• **WORK INSTRUCTIONS**:
1/ List the practices that the book review says Hendin does not oppose.
2/ Reproduce the part of the book review from "Euthanasia is defined" up to and including "patient takes himself.", word for word.

═════ TEXT ═════

Seduced by Death
by
Herbert Hendin, M.D.
1997
Reviewed by Mira de Vries
Hendin, a psychiatrist, investigates the
practice of euthanasia and physician assisted suicide (PAS) in the
Netherlands. He does an excellent job of researching and understanding
the Dutch medical system, in spite of the obvious obstacles of language
and time limits.
Euthanasia is defined by Dutch law as the termination of the life of a
patient at his own request by a physician. It is not legal, but under
certain conditions the physician is granted immunity from prosecution,
namely when the patient, who must be competent and have no mental
illness, is suffering unbearably from a somatic, terminal disease. In
addition, certain bureaucratic procedures
must be satisfied, such as obtaining a second opinion by another
physician,
and the
filing of a report to the proper authority after the fact. PAS is when
under the same conditions, the doctor provides the patient with a
deadly drug that the patient takes himself.
Hendin is vehemently opposed to this practice, although he is not
motivated by a religious view of the sanctity of life. He does not
oppose withholding futile treatment for patients who are "brain dead",
and even
suggests that physicians are justified in denying it when the family
demands it. He also does not oppose treatments for pain management,
even when it is obvious that they will speed up death. He even
seems accepting of withholding nourishment and
hydration from dying patients. Rather, he feels that actively
terminating patients’ lives
or assisting them in terminating their own lives leads to pressuring
patients to ask for death. Once the practice is legally sanctioned, it
becomes a solution to lack of palliative care, the family’s discomfort
at watching suffering or their burnout in caring for the sick person,
the doctor’s feelings of powerlessness to cure his patient, the
financial burden of caring for the sick and elderly, etc. Or as Hendin
puts it, euthanasia becomes a convenient cure for disease.

═════ MATERIAL SUPPLIED ═════

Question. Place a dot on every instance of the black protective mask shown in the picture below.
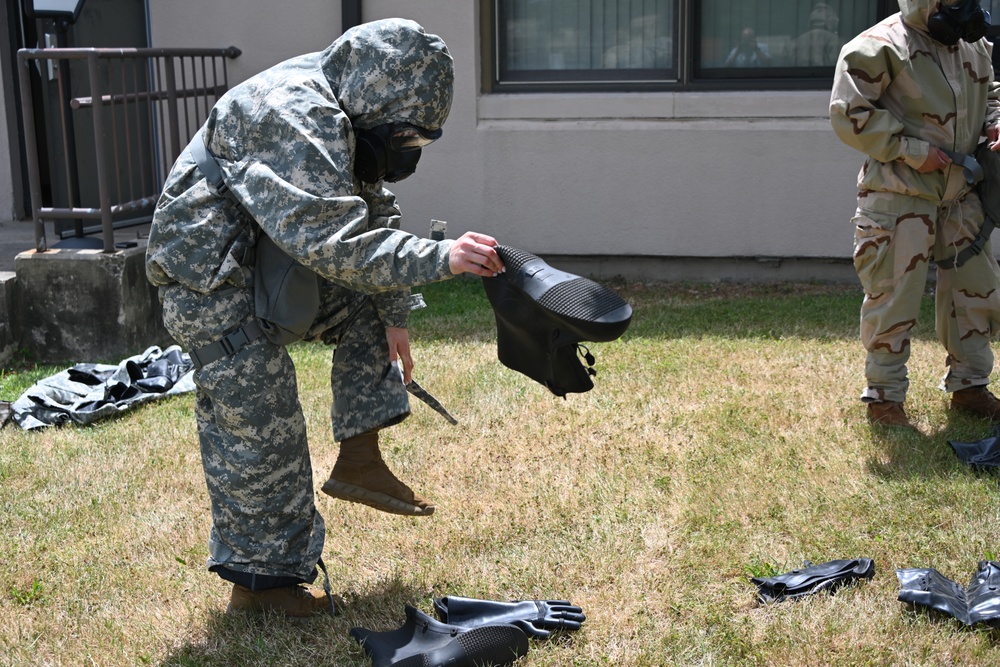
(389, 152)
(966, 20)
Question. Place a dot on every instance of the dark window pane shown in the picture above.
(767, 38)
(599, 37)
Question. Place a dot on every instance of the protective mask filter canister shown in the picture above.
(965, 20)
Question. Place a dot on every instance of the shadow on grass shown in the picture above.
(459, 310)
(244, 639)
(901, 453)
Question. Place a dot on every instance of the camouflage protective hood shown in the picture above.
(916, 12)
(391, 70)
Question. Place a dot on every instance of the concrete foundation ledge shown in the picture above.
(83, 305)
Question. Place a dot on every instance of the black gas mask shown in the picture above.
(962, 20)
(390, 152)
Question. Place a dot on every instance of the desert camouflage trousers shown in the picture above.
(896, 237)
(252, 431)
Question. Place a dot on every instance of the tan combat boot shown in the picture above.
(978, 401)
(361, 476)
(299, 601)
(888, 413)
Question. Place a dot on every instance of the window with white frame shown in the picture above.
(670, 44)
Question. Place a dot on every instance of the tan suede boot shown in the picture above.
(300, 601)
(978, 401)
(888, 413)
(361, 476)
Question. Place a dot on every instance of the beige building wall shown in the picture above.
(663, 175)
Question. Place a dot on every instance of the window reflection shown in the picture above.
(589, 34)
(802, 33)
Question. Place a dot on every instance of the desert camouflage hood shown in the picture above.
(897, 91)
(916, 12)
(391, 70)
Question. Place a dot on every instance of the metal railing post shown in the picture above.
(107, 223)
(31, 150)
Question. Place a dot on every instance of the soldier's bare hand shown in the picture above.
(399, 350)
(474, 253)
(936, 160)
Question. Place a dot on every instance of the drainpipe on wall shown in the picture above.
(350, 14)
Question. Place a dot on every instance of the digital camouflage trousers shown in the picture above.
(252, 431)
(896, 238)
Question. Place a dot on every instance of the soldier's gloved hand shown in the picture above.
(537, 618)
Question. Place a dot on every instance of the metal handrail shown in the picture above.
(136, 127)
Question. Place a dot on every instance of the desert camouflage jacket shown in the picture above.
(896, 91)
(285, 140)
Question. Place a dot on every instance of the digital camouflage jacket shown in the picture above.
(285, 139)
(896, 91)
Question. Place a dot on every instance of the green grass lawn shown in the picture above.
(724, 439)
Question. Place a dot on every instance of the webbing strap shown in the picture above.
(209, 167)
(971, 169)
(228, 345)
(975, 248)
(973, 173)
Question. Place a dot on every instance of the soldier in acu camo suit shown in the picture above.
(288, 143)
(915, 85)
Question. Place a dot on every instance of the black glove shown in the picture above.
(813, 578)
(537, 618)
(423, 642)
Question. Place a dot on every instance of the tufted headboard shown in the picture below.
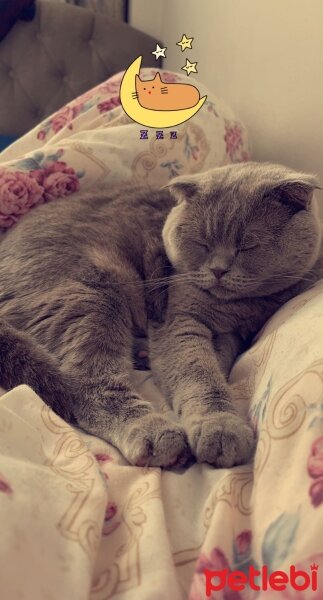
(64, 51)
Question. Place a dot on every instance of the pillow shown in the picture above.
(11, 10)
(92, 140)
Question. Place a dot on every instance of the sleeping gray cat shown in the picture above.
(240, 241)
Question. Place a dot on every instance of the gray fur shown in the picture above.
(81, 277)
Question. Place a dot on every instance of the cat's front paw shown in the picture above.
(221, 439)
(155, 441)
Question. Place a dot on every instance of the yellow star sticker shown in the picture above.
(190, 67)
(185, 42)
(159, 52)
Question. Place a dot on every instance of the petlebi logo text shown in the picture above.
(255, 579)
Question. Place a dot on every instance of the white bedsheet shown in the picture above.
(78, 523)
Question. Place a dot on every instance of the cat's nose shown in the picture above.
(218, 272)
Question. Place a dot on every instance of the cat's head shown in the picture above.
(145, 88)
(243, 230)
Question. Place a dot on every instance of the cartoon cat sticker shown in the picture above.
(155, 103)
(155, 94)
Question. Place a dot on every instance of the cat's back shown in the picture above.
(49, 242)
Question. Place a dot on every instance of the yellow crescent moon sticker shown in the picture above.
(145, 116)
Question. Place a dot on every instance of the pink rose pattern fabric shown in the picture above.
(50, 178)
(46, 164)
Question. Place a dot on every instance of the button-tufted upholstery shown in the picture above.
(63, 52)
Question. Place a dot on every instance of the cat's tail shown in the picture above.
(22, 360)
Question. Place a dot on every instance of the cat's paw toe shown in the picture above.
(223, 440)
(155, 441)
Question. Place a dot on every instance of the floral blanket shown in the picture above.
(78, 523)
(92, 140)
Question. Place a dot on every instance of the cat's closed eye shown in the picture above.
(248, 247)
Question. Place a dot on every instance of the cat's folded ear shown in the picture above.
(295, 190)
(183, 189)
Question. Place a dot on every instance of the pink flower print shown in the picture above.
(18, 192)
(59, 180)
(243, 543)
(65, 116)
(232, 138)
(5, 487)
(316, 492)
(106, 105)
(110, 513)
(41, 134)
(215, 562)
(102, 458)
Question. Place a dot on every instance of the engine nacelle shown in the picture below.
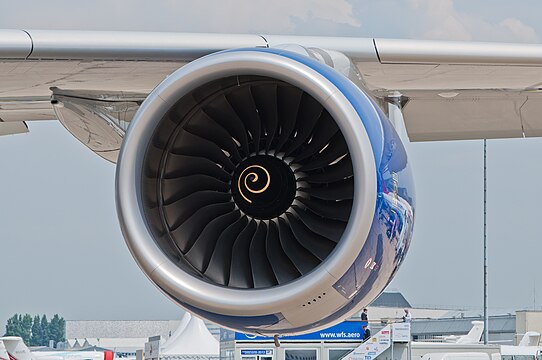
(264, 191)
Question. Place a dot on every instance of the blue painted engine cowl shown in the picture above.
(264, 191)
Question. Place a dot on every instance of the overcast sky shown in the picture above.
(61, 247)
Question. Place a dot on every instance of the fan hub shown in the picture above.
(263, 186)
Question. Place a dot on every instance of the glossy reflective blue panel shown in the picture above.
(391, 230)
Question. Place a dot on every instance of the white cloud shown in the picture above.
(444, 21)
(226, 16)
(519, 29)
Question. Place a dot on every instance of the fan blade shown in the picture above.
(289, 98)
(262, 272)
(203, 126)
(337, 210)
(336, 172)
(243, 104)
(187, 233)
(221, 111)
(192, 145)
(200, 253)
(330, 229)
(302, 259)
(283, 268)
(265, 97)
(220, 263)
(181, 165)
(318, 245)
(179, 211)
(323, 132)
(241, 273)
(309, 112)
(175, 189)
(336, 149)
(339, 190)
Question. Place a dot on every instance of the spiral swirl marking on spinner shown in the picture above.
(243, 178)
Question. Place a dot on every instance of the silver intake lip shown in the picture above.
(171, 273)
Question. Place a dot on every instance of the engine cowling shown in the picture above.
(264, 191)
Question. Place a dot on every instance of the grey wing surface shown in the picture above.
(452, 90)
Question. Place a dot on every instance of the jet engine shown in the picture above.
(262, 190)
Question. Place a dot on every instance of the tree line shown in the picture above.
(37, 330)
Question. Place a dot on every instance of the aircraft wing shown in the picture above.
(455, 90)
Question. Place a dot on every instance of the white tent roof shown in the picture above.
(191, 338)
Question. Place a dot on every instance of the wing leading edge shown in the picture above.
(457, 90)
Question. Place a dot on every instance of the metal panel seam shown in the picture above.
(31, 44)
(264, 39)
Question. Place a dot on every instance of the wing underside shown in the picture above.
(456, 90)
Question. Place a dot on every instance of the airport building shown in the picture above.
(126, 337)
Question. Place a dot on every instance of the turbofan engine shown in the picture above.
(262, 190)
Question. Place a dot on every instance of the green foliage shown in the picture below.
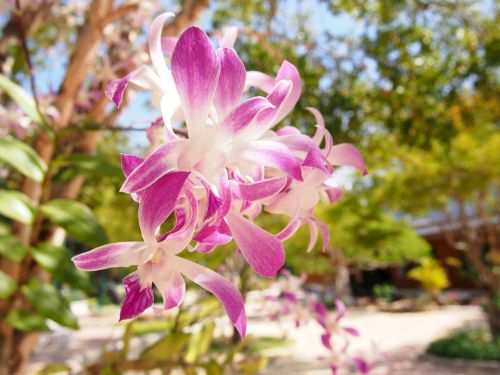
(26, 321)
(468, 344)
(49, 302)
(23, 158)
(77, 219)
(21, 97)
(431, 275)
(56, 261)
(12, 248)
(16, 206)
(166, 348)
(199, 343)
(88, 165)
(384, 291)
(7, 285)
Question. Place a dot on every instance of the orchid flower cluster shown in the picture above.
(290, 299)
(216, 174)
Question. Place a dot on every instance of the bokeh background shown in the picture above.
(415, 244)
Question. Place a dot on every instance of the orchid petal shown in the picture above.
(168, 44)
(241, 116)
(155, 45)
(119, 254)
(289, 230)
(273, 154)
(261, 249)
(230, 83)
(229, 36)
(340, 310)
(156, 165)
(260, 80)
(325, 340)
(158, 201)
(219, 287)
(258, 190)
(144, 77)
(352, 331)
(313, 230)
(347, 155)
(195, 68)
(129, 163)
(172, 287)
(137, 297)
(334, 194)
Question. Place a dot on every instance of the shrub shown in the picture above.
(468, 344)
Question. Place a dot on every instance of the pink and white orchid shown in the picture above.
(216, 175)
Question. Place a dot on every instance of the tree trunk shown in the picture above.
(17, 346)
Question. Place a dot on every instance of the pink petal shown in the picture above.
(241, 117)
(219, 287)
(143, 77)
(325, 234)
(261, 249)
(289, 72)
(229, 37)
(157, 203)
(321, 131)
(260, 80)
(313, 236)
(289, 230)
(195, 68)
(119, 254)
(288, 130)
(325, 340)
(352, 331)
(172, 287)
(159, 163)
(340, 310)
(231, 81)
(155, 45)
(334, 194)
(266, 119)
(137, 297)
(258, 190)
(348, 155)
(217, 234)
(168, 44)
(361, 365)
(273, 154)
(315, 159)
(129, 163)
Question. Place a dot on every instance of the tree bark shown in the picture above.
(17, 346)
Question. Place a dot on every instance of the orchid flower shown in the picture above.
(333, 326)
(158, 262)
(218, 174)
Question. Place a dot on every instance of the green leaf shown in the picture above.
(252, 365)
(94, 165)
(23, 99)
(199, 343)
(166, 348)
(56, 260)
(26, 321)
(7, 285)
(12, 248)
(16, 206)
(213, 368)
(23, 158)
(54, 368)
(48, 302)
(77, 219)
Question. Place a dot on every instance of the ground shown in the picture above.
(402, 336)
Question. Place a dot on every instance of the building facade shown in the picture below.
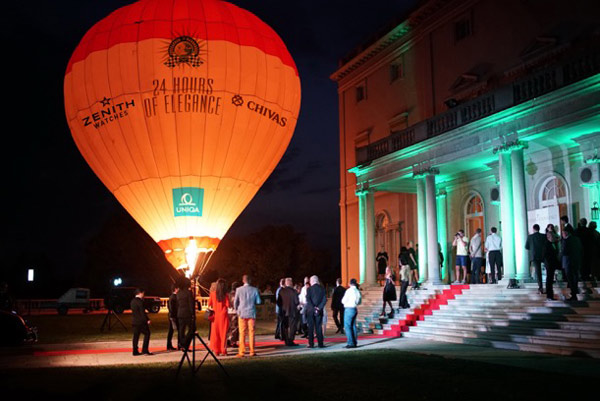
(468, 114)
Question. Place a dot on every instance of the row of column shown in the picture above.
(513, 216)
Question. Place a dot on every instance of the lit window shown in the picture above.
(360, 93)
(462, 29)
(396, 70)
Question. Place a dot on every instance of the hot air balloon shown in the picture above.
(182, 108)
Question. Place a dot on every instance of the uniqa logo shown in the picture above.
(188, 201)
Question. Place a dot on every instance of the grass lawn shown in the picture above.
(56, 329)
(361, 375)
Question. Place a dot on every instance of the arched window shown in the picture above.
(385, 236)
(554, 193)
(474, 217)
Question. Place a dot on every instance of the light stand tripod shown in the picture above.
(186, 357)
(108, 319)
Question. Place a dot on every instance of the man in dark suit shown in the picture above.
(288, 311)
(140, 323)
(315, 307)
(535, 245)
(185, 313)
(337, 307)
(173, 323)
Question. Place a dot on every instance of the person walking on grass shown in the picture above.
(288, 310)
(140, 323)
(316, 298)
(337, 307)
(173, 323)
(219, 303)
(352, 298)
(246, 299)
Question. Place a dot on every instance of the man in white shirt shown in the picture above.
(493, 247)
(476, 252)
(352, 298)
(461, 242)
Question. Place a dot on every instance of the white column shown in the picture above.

═════

• **TASK SOLUTIONS**:
1/
- Withholding futile treatment for patients who are "brain dead"
- Treatments for pain management, even when they will obviously speed up death
- Withholding nourishment and hydration from dying patients

2/
Euthanasia is defined by Dutch law as the termination of the life of a
patient at his own request by a physician. It is not legal, but under
certain conditions the physician is granted immunity from prosecution,
namely when the patient, who must be competent and have no mental
illness, is suffering unbearably from a somatic, terminal disease. In
addition, certain bureaucratic procedures
must be satisfied, such as obtaining a second opinion by another
physician,
and the
filing of a report to the proper authority after the fact. PAS is when
under the same conditions, the doctor provides the patient with a
deadly drug that the patient takes himself.